_What the task requires_
Which of the lines below contain the string "pattern"? Pull each one out of the data.

_Extracted information_
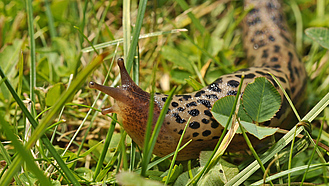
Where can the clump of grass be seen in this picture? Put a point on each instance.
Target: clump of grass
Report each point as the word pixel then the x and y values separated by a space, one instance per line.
pixel 33 68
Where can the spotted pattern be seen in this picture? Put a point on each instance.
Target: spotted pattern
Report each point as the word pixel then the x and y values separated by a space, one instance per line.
pixel 269 49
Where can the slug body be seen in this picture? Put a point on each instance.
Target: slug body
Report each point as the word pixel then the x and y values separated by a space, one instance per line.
pixel 269 48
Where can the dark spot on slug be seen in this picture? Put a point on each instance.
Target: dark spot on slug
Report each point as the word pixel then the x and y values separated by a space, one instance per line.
pixel 284 37
pixel 244 70
pixel 261 73
pixel 267 123
pixel 194 125
pixel 186 97
pixel 254 10
pixel 212 96
pixel 218 80
pixel 214 124
pixel 259 32
pixel 282 79
pixel 282 109
pixel 198 94
pixel 178 118
pixel 207 113
pixel 276 48
pixel 254 21
pixel 204 102
pixel 194 112
pixel 205 121
pixel 195 134
pixel 233 83
pixel 232 92
pixel 249 76
pixel 290 67
pixel 277 66
pixel 214 87
pixel 271 38
pixel 265 54
pixel 174 104
pixel 191 104
pixel 206 133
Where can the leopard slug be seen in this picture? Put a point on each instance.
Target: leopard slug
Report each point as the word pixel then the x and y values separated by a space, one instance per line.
pixel 269 48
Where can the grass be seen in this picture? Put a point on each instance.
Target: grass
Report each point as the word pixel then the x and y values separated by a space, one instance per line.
pixel 38 69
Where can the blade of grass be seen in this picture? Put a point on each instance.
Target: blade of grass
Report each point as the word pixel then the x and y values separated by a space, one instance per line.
pixel 115 42
pixel 29 11
pixel 5 180
pixel 50 19
pixel 149 123
pixel 137 29
pixel 39 129
pixel 254 153
pixel 156 162
pixel 6 157
pixel 195 21
pixel 276 148
pixel 176 152
pixel 312 155
pixel 126 28
pixel 293 170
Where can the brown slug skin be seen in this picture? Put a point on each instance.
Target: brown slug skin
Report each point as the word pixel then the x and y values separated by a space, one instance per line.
pixel 269 48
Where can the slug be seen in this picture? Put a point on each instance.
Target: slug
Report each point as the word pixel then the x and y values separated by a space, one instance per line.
pixel 269 48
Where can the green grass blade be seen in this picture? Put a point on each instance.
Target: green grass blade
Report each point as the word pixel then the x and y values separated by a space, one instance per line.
pixel 39 129
pixel 50 19
pixel 195 21
pixel 23 152
pixel 137 29
pixel 254 153
pixel 6 157
pixel 285 140
pixel 149 123
pixel 293 170
pixel 176 152
pixel 126 28
pixel 33 74
pixel 115 42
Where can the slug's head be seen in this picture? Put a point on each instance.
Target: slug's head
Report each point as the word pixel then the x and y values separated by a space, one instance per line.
pixel 129 97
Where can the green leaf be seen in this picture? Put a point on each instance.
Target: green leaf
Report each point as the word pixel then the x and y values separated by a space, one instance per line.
pixel 180 76
pixel 84 173
pixel 130 178
pixel 184 178
pixel 319 35
pixel 54 93
pixel 221 112
pixel 261 100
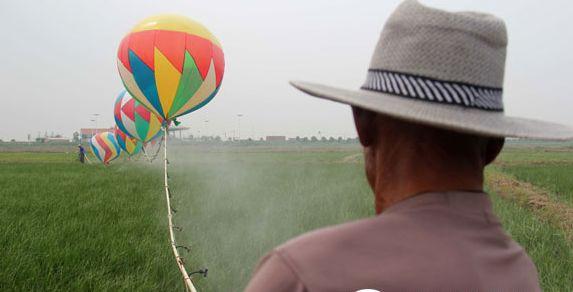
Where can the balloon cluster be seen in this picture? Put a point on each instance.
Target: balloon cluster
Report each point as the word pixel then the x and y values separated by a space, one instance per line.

_Response box_
Where can the spotted pattern be seen in this picture? Put a point on each instance.
Target: spotted pattern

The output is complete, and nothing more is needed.